• _Task objective_:
Rescale the listing between the lines holding "green foliage detected." and "[0,344,680,510]", inclusive, by repeating those lines with their requests and multiplying every bounding-box coordinate in the answers by 0.6, rounded to whole numbers with halves going up. Omit the pictures.

• _Data provided_:
■ ■ ■ ■ ■
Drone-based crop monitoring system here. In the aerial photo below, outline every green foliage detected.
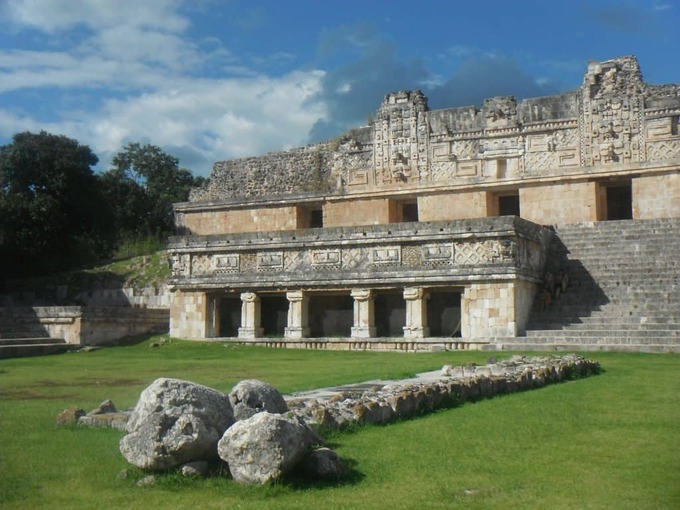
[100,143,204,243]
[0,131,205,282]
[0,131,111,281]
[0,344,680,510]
■ ■ ■ ■ ■
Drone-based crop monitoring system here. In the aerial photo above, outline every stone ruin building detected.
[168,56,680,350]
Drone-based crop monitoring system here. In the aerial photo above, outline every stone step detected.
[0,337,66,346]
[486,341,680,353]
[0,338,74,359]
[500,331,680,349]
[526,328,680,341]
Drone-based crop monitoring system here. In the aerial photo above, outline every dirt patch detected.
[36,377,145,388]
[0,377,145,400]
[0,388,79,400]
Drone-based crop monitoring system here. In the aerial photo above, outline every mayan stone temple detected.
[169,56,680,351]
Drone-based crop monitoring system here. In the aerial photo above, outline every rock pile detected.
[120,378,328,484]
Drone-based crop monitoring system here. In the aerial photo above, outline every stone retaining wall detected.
■ ■ ■ ■ ■
• _Exercise answer_:
Drone-based crop monitoring system here. In the aerial photo below, outline every green foliage detected.
[60,86,122,146]
[0,79,123,169]
[0,79,67,169]
[0,206,408,306]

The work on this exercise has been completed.